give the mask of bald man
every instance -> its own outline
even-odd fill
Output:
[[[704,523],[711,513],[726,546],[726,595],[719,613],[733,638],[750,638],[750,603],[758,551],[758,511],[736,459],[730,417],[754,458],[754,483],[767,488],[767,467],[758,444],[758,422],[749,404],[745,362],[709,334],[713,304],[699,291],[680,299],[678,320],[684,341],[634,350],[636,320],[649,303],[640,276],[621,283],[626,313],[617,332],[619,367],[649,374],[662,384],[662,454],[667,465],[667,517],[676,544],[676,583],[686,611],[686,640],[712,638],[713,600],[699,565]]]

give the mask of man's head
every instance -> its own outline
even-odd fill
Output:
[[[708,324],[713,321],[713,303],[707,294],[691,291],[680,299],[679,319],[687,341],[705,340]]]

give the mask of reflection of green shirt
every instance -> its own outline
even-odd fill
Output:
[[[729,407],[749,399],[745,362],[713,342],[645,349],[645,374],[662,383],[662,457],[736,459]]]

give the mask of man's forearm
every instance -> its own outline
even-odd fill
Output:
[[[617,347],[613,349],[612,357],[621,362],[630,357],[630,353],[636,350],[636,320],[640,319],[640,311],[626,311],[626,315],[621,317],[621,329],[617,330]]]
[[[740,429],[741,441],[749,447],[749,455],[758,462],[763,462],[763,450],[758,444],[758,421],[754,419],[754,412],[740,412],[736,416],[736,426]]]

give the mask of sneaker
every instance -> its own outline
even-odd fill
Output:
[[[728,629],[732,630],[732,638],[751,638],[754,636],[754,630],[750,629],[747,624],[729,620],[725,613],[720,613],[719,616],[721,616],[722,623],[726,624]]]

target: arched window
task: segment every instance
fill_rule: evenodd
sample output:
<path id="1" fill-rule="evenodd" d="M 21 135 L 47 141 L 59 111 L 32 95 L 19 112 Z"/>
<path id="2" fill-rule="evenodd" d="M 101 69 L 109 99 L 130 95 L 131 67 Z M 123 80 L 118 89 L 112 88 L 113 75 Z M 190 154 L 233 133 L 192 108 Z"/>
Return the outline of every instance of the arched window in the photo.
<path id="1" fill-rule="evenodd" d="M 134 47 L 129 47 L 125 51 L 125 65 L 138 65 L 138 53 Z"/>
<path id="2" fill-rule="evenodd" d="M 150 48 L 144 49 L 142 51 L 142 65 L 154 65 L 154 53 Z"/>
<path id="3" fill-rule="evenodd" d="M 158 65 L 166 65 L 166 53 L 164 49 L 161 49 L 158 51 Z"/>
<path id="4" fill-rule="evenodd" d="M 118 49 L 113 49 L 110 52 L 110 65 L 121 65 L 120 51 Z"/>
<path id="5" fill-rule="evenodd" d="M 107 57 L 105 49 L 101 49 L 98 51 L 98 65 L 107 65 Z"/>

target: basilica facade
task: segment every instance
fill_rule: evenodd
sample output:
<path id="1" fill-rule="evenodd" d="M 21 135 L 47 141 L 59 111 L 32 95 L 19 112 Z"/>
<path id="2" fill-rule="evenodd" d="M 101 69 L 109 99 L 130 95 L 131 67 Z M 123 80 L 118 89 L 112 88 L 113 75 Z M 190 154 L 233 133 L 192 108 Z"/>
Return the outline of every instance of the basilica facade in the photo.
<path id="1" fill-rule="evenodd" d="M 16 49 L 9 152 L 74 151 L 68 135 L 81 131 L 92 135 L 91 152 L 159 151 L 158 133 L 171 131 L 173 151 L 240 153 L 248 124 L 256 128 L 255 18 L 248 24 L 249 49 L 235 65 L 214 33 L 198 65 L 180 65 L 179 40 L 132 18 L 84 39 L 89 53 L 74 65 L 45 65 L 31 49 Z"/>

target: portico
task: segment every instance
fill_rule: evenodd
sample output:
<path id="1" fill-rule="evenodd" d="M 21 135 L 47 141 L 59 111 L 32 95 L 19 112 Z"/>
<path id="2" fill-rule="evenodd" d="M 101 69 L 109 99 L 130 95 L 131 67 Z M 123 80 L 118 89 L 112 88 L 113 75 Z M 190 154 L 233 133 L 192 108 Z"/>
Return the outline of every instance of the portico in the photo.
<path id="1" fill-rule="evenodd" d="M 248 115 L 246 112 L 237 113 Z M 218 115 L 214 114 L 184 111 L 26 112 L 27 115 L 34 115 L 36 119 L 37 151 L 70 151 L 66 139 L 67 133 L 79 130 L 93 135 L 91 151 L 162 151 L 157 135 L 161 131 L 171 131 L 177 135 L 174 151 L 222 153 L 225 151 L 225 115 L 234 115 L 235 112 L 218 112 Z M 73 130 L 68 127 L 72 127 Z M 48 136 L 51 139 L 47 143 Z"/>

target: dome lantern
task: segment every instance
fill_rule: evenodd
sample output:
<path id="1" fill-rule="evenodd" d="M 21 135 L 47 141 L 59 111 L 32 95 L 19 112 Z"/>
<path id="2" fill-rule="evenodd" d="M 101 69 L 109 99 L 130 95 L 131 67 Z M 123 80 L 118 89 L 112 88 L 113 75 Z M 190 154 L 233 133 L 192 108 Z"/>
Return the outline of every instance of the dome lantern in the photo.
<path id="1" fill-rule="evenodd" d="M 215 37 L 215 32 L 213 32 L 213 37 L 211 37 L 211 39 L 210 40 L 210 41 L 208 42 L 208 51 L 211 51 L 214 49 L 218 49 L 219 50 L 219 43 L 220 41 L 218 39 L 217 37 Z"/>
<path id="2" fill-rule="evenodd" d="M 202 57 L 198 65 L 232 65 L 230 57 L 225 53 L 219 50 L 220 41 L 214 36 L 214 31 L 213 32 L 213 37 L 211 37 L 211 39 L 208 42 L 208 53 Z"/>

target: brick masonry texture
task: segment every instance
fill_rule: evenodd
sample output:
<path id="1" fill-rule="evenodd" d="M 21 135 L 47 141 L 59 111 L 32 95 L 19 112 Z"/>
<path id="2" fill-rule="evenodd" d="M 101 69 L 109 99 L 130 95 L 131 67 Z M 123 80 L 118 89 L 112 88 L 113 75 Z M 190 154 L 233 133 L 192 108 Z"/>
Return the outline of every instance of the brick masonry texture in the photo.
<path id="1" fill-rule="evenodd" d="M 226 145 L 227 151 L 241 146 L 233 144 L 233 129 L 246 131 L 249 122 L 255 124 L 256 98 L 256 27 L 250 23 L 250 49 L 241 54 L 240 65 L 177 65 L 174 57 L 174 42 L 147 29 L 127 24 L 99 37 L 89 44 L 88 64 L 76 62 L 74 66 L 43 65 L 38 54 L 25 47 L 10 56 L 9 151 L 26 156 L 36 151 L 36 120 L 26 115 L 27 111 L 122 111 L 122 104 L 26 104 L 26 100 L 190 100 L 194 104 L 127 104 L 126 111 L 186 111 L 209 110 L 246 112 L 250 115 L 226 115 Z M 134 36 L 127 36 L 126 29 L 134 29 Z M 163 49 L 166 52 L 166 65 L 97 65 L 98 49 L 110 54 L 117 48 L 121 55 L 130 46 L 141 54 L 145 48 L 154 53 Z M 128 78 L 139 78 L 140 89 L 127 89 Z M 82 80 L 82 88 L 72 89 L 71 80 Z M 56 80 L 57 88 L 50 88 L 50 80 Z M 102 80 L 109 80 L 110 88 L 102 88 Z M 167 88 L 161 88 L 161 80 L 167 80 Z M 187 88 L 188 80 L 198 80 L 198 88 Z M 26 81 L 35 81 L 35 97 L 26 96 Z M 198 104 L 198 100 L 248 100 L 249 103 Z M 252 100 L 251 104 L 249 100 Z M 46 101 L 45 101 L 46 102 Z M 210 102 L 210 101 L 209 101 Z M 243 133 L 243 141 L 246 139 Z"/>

_ _ _ _ _

# Written task
Could you write out all of the records above again, line for line, with nothing changed?

# Task result
give the mask of bald man
every instance -> its own outline
even-odd fill
Output:
[[[704,523],[711,513],[726,546],[726,595],[719,613],[733,638],[750,638],[750,603],[758,551],[758,511],[736,459],[730,417],[754,458],[754,483],[767,488],[767,467],[758,444],[758,422],[749,404],[745,362],[709,334],[713,304],[699,291],[680,299],[678,320],[684,341],[634,350],[636,320],[649,303],[640,276],[621,283],[626,313],[617,332],[619,367],[649,374],[662,384],[662,454],[667,465],[667,517],[676,544],[676,583],[686,611],[686,640],[712,638],[713,600],[699,565]]]

give the mask of man's head
every instance -> its own outline
even-odd fill
Output:
[[[708,324],[713,321],[713,303],[707,294],[691,291],[680,299],[679,319],[687,341],[705,340]]]

give the mask of reflection of green shirt
every instance -> its own outline
even-odd fill
Output:
[[[729,407],[749,399],[745,362],[713,342],[645,349],[645,374],[662,383],[662,457],[736,459]]]

give the mask of man's forearm
every instance -> its own outline
even-odd fill
Output:
[[[617,347],[613,349],[612,357],[621,362],[630,357],[630,353],[636,350],[636,320],[640,319],[640,311],[626,311],[626,315],[621,317],[621,329],[617,330]]]
[[[740,429],[741,441],[749,447],[749,455],[758,462],[763,462],[763,450],[758,444],[758,421],[754,419],[754,412],[740,412],[736,416],[736,426]]]

give the mask of sneaker
every instance -> its own outline
even-odd fill
Output:
[[[728,629],[732,630],[732,638],[751,638],[754,636],[754,630],[750,629],[747,624],[729,620],[725,613],[720,613],[719,616],[721,616],[722,623],[726,624]]]

target: arched window
task: segment every instance
fill_rule: evenodd
sample output:
<path id="1" fill-rule="evenodd" d="M 21 135 L 47 141 L 59 111 L 32 95 L 19 112 Z"/>
<path id="2" fill-rule="evenodd" d="M 101 69 L 109 99 L 130 95 L 131 67 Z M 123 80 L 118 89 L 112 88 L 113 75 Z M 190 154 L 233 133 L 192 108 Z"/>
Return the outline of every instance of the arched window in the photo.
<path id="1" fill-rule="evenodd" d="M 134 47 L 129 47 L 125 51 L 125 65 L 138 65 L 138 53 Z"/>
<path id="2" fill-rule="evenodd" d="M 150 48 L 144 49 L 142 51 L 142 65 L 154 65 L 154 53 Z"/>
<path id="3" fill-rule="evenodd" d="M 158 65 L 166 65 L 166 53 L 164 49 L 161 49 L 158 51 Z"/>
<path id="4" fill-rule="evenodd" d="M 118 49 L 113 49 L 110 52 L 110 65 L 121 65 L 120 51 Z"/>
<path id="5" fill-rule="evenodd" d="M 107 57 L 105 49 L 101 49 L 98 51 L 98 65 L 107 65 Z"/>

target: basilica facade
task: segment every instance
fill_rule: evenodd
sample output:
<path id="1" fill-rule="evenodd" d="M 21 135 L 47 141 L 59 111 L 32 95 L 19 112 Z"/>
<path id="2" fill-rule="evenodd" d="M 101 69 L 109 99 L 130 95 L 131 67 Z M 123 80 L 118 89 L 112 88 L 113 75 Z M 190 154 L 233 133 L 192 108 Z"/>
Return the outline of every instance of the basilica facade in the photo.
<path id="1" fill-rule="evenodd" d="M 16 49 L 9 152 L 74 151 L 68 135 L 81 131 L 92 135 L 91 152 L 159 151 L 158 133 L 171 131 L 173 151 L 240 153 L 248 124 L 256 128 L 255 18 L 248 24 L 249 49 L 235 65 L 214 33 L 198 65 L 180 65 L 179 40 L 132 18 L 84 39 L 89 53 L 74 65 L 45 65 L 31 49 Z"/>

target: portico
task: segment every instance
fill_rule: evenodd
sample output:
<path id="1" fill-rule="evenodd" d="M 21 135 L 47 141 L 59 111 L 32 95 L 19 112 Z"/>
<path id="2" fill-rule="evenodd" d="M 101 69 L 109 99 L 130 95 L 131 67 Z M 123 80 L 118 89 L 112 88 L 113 75 Z M 190 154 L 233 133 L 192 108 Z"/>
Return the outline of every instance of the portico in the photo.
<path id="1" fill-rule="evenodd" d="M 248 115 L 246 112 L 237 113 Z M 218 115 L 214 114 L 184 111 L 26 112 L 27 115 L 34 115 L 36 119 L 37 151 L 70 151 L 66 139 L 67 133 L 79 130 L 93 135 L 91 151 L 162 151 L 157 135 L 161 131 L 171 131 L 177 135 L 174 151 L 222 153 L 225 151 L 225 115 L 234 115 L 235 112 L 218 112 Z M 73 130 L 68 127 L 72 127 Z M 48 136 L 51 139 L 47 143 Z"/>

target: dome lantern
task: segment every instance
fill_rule: evenodd
sample output:
<path id="1" fill-rule="evenodd" d="M 21 135 L 47 141 L 59 111 L 32 95 L 19 112 Z"/>
<path id="2" fill-rule="evenodd" d="M 101 69 L 109 99 L 130 95 L 131 67 Z M 123 80 L 118 89 L 112 88 L 113 75 Z M 190 154 L 233 133 L 192 108 Z"/>
Return the outline of every instance of the dome lantern in the photo.
<path id="1" fill-rule="evenodd" d="M 215 37 L 215 32 L 213 32 L 213 37 L 211 37 L 211 39 L 210 40 L 210 41 L 208 42 L 208 51 L 211 51 L 214 49 L 218 49 L 219 50 L 219 43 L 220 41 L 218 39 L 217 37 Z"/>
<path id="2" fill-rule="evenodd" d="M 202 57 L 198 65 L 232 65 L 230 57 L 225 53 L 219 50 L 220 41 L 214 36 L 214 31 L 213 32 L 213 37 L 211 37 L 211 39 L 208 42 L 208 53 Z"/>

target: brick masonry texture
task: segment every instance
fill_rule: evenodd
sample output:
<path id="1" fill-rule="evenodd" d="M 21 135 L 47 141 L 59 111 L 32 95 L 19 112 Z"/>
<path id="2" fill-rule="evenodd" d="M 101 69 L 109 99 L 130 95 L 131 67 Z M 123 80 L 118 89 L 112 88 L 113 75 Z M 190 154 L 233 133 L 192 108 Z"/>
Return the outline of every instance of the brick masonry texture in the photo.
<path id="1" fill-rule="evenodd" d="M 226 145 L 227 151 L 241 146 L 233 144 L 233 129 L 246 131 L 249 122 L 255 124 L 256 98 L 256 27 L 250 23 L 250 49 L 241 54 L 240 65 L 177 65 L 174 57 L 174 42 L 147 29 L 127 24 L 99 37 L 89 44 L 88 64 L 76 62 L 74 66 L 43 65 L 38 54 L 25 47 L 10 56 L 9 151 L 26 156 L 36 151 L 36 120 L 26 115 L 27 111 L 122 111 L 122 104 L 26 104 L 26 100 L 190 100 L 194 104 L 127 104 L 126 111 L 186 111 L 209 110 L 246 112 L 250 115 L 226 115 Z M 134 36 L 127 36 L 126 29 L 134 29 Z M 163 49 L 166 52 L 166 65 L 97 65 L 98 49 L 110 54 L 117 48 L 121 55 L 130 46 L 141 54 L 145 48 L 154 53 Z M 128 78 L 139 78 L 140 89 L 127 89 Z M 82 80 L 82 88 L 72 89 L 71 80 Z M 56 80 L 57 88 L 50 88 L 50 80 Z M 102 80 L 109 80 L 110 88 L 102 88 Z M 167 88 L 161 88 L 161 80 L 167 80 Z M 187 88 L 188 80 L 198 80 L 198 88 Z M 26 81 L 35 81 L 35 97 L 26 96 Z M 198 104 L 198 100 L 248 100 L 249 103 Z M 252 100 L 251 104 L 249 100 Z M 46 101 L 45 101 L 46 102 Z M 210 102 L 210 101 L 209 101 Z M 243 133 L 243 141 L 246 139 Z"/>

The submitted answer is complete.